-- EXERCISE MATERIALS start --
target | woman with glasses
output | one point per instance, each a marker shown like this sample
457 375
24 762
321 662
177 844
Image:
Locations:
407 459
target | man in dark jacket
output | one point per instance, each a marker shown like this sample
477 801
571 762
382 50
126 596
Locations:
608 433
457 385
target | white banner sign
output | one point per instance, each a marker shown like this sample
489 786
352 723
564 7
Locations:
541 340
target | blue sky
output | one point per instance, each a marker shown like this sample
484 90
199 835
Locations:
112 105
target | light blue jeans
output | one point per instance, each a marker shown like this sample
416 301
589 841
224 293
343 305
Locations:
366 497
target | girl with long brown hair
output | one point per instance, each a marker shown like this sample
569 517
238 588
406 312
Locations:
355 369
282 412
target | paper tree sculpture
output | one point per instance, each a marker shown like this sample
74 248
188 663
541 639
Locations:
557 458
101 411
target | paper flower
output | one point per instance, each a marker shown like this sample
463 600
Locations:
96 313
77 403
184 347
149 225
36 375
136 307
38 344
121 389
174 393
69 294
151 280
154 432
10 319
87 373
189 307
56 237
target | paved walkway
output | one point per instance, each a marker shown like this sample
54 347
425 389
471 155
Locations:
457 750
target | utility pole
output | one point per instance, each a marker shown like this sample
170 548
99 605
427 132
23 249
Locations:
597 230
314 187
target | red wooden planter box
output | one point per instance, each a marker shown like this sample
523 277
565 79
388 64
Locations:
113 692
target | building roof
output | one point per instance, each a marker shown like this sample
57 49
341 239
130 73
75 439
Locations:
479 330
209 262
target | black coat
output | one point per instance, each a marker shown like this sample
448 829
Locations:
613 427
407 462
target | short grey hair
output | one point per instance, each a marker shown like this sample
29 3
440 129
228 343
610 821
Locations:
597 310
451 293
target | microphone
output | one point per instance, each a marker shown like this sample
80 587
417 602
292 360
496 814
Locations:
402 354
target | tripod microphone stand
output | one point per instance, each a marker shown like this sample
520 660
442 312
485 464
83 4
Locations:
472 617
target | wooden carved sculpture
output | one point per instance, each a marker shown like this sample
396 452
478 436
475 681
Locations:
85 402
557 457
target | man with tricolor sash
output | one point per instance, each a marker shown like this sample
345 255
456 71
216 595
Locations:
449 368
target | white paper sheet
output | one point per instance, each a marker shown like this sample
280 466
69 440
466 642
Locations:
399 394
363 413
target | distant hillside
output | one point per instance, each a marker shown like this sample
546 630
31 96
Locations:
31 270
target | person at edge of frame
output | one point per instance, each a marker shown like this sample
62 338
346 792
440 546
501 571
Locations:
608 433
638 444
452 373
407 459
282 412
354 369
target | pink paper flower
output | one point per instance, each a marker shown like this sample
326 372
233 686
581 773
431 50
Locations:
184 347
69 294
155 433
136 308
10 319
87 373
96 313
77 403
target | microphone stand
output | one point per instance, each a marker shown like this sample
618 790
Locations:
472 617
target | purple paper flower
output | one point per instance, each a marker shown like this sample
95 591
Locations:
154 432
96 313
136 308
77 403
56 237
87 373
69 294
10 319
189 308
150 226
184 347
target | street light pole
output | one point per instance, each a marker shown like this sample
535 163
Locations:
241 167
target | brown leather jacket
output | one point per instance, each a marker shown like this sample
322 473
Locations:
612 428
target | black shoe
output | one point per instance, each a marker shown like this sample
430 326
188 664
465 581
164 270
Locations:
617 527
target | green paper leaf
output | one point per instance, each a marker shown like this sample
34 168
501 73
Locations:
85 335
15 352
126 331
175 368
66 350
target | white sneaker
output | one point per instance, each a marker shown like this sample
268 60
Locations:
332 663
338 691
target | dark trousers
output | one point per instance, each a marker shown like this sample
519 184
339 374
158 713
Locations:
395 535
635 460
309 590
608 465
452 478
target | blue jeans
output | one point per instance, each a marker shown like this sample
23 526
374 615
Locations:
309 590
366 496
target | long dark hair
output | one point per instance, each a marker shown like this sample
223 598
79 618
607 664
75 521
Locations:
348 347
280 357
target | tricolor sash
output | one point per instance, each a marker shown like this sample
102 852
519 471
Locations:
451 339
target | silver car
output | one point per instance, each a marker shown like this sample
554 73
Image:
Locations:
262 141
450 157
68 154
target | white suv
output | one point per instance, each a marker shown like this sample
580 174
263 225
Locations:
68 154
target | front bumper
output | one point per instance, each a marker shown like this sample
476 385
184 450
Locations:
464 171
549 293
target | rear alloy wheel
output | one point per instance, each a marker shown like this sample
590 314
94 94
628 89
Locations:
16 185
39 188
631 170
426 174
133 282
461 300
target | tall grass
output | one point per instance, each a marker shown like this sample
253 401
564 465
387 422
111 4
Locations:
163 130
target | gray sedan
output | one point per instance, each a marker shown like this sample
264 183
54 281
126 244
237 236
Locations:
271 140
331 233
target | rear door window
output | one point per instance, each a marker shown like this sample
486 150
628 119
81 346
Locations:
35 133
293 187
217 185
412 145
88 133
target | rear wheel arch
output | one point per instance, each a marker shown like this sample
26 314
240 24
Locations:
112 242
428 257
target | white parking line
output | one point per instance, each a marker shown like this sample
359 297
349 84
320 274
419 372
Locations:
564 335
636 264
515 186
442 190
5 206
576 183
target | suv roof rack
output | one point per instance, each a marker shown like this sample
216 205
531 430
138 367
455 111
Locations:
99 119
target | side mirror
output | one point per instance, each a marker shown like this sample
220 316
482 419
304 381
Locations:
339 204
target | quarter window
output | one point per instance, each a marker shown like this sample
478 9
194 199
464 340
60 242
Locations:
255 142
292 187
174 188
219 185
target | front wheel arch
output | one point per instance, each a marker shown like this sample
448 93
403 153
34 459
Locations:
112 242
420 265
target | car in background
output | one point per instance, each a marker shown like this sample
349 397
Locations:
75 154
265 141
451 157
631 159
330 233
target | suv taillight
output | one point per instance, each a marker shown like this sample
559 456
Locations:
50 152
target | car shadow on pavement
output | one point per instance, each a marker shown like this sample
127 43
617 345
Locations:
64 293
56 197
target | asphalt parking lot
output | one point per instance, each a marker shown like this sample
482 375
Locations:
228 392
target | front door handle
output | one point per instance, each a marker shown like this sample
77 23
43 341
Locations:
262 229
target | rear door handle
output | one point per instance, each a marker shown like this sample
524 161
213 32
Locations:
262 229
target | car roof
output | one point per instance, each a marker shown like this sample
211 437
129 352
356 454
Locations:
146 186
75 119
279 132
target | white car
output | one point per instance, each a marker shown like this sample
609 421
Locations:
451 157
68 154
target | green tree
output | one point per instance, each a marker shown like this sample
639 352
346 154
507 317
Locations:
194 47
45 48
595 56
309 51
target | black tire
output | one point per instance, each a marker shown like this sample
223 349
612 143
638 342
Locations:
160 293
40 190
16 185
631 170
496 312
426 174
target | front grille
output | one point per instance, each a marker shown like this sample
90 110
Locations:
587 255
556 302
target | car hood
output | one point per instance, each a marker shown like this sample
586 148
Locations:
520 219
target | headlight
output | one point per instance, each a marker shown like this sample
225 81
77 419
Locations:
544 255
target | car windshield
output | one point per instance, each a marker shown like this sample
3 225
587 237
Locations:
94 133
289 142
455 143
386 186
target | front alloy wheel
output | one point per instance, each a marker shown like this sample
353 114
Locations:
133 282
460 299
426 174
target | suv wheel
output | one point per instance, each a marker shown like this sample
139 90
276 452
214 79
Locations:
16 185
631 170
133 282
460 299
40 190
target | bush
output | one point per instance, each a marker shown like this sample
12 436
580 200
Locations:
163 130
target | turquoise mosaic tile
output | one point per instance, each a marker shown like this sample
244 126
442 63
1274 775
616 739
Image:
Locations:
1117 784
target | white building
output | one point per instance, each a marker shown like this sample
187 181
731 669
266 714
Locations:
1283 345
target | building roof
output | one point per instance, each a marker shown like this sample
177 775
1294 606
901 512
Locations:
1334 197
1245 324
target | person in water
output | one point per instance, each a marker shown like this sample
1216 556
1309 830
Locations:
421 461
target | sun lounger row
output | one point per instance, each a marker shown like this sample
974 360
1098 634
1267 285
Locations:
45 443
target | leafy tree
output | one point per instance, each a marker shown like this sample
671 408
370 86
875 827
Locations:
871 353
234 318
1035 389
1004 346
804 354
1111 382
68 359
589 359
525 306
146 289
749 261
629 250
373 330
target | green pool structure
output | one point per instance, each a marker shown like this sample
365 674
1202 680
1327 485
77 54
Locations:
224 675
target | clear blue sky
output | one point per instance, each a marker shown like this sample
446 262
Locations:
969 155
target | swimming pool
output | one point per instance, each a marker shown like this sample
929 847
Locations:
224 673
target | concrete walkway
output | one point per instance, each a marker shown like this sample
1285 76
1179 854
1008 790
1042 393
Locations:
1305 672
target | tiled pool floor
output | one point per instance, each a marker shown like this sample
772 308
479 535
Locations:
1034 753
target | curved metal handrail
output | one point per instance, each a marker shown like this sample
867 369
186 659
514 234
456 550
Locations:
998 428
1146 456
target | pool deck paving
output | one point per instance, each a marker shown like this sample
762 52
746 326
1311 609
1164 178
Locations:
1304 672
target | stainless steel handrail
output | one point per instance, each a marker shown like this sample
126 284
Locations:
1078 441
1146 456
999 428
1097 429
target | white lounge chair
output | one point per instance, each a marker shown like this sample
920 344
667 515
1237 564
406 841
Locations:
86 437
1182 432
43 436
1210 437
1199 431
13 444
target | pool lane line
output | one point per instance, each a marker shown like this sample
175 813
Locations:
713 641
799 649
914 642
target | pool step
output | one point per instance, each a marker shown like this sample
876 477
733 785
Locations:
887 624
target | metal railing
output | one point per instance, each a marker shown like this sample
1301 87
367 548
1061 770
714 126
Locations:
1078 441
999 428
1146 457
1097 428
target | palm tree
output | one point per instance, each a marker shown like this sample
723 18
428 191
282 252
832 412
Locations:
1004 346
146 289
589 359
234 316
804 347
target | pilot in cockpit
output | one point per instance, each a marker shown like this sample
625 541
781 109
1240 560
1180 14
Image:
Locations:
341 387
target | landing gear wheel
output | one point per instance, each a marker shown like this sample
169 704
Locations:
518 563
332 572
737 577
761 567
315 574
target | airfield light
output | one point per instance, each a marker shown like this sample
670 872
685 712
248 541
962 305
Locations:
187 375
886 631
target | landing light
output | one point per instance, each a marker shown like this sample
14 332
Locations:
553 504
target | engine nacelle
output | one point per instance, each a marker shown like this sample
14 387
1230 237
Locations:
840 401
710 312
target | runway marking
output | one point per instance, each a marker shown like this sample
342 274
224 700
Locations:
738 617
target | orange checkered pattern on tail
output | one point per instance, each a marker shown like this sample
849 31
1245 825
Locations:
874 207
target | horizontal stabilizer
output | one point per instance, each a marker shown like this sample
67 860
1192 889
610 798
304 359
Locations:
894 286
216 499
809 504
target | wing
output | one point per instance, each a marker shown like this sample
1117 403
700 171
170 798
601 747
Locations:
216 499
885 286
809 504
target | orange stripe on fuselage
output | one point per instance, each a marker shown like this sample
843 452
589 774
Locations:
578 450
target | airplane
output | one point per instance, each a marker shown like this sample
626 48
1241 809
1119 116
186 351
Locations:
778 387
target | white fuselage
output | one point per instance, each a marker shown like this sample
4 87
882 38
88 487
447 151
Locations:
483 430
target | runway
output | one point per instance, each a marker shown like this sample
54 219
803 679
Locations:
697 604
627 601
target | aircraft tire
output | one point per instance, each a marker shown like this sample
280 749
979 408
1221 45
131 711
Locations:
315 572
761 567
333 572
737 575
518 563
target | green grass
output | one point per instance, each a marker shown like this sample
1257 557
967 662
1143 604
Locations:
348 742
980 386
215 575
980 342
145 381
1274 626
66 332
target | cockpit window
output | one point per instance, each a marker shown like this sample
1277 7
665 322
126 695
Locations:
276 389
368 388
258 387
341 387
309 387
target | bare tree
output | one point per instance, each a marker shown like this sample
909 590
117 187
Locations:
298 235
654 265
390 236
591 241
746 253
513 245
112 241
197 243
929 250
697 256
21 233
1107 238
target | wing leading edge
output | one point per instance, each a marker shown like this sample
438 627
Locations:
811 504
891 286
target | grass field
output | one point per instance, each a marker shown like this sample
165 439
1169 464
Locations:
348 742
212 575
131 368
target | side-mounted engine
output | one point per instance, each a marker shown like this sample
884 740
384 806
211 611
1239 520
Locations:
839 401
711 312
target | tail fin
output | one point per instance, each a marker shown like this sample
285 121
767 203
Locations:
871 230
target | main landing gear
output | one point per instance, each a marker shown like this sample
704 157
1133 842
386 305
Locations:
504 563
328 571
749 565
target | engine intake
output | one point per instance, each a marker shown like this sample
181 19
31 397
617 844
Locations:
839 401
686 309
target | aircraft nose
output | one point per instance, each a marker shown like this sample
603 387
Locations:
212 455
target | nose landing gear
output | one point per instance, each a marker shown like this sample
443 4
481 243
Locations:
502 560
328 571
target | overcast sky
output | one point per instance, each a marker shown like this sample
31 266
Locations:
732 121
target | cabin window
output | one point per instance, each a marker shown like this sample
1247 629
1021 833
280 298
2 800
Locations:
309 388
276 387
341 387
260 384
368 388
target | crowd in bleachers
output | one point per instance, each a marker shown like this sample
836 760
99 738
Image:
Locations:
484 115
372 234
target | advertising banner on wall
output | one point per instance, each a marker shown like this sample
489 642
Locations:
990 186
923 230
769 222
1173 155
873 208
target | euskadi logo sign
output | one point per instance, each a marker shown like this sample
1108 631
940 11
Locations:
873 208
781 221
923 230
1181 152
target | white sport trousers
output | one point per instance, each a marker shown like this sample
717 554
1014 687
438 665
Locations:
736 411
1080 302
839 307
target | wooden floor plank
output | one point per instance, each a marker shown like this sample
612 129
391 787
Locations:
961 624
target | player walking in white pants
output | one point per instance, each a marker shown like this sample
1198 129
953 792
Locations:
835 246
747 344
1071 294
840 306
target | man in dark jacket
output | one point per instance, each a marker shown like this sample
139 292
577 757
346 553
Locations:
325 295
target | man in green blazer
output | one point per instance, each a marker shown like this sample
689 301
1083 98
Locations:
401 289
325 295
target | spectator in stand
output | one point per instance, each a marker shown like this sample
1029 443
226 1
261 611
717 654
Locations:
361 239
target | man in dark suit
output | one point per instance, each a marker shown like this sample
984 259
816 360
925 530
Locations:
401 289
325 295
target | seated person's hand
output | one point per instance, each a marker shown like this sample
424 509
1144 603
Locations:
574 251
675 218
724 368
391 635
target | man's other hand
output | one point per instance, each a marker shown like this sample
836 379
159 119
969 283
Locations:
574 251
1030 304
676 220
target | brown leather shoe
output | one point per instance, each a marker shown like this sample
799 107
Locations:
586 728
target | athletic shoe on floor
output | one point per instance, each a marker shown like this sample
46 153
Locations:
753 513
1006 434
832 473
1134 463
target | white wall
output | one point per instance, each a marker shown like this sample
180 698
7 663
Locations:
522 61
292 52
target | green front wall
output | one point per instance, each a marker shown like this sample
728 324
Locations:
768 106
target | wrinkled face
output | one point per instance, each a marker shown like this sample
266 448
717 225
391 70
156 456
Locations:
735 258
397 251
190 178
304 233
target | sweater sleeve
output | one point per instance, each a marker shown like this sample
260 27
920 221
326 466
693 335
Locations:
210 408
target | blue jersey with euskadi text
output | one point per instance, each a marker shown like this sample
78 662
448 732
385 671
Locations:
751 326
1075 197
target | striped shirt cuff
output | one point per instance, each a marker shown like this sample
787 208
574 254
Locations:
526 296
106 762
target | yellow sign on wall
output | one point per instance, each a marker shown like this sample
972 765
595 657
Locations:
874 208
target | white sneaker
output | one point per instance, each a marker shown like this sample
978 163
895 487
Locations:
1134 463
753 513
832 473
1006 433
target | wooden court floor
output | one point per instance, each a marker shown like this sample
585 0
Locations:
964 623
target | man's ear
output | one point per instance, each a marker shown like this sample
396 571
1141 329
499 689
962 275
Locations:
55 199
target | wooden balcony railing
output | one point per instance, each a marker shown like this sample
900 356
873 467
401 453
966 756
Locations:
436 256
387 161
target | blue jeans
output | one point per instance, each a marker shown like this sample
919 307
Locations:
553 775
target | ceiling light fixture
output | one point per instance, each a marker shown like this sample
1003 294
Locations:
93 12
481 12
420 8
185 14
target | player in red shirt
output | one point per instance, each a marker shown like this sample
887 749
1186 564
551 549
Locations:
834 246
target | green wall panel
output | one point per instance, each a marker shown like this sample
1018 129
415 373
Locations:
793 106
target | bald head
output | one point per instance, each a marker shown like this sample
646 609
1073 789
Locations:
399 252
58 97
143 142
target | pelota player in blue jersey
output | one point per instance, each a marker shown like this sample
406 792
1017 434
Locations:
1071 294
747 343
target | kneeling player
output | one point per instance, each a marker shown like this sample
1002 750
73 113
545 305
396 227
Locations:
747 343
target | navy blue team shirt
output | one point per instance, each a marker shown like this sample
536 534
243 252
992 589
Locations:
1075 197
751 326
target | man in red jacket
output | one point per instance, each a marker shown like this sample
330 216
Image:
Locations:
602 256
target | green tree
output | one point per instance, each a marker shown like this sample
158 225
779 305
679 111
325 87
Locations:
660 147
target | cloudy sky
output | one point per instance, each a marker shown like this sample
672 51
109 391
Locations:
-- EXERCISE MATERIALS end --
Leave out every line before the one containing "target | yellow sign on wall"; set down that line and all remaining lines of the material exactly.

target | yellow sign on wall
output | one point per instance, each a marker shown like this sample
972 765
595 657
Locations:
874 208
target | white sneaker
output | one point per instance, each a marker shown like this sample
978 163
895 487
Locations:
1134 463
753 513
832 473
1006 433
target | wooden court floor
output | one point per instance, each a marker shown like this sample
585 0
Locations:
964 623
target | man's ear
output | one point per instance, each a marker shown like this sample
396 571
1141 329
499 689
962 275
Locations:
55 199
target | wooden balcony railing
output | one point per instance, each a marker shown like this sample
900 356
873 467
401 453
966 756
Locations:
436 256
387 161
target | blue jeans
output | one point per instance, each a marker shown like this sample
919 307
Locations:
553 775
target | ceiling light fixture
output | one point per instance, each a marker shown like this sample
1003 294
Locations:
93 12
481 12
420 8
185 14
target | player in red shirt
output | one point per instance, each a marker shown like this sample
887 749
1186 564
551 549
Locations:
834 246
target | green wall panel
output | one point per instance, each a marker shown like this sample
1018 129
415 373
Locations:
793 106
target | bald head
output | one point per instance, each a marker shown like this sample
646 609
1073 789
Locations:
399 252
58 97
143 142
target | pelota player in blue jersey
output | one point per instance, each a marker shown like this sample
406 792
1017 434
Locations:
1071 294
747 343
target | kneeling player
output | one point per instance, each a marker shown like this sample
1002 750
73 113
545 305
396 227
Locations:
747 343
target | navy blue team shirt
output | one point per instance, each a marker shown like this sample
536 534
243 252
992 589
Locations:
1075 197
751 326
target | man in red jacket
output | one point per instance, each a marker shown like this sample
330 216
Image:
Locations:
602 256
target | green tree
output | one point per instance, each a marker shown like this sample
158 225
779 305
679 111
325 87
Locations:
660 147
target | cloudy sky
output | one point per instance, each a marker shown like this sample
672 51
109 391
Locations:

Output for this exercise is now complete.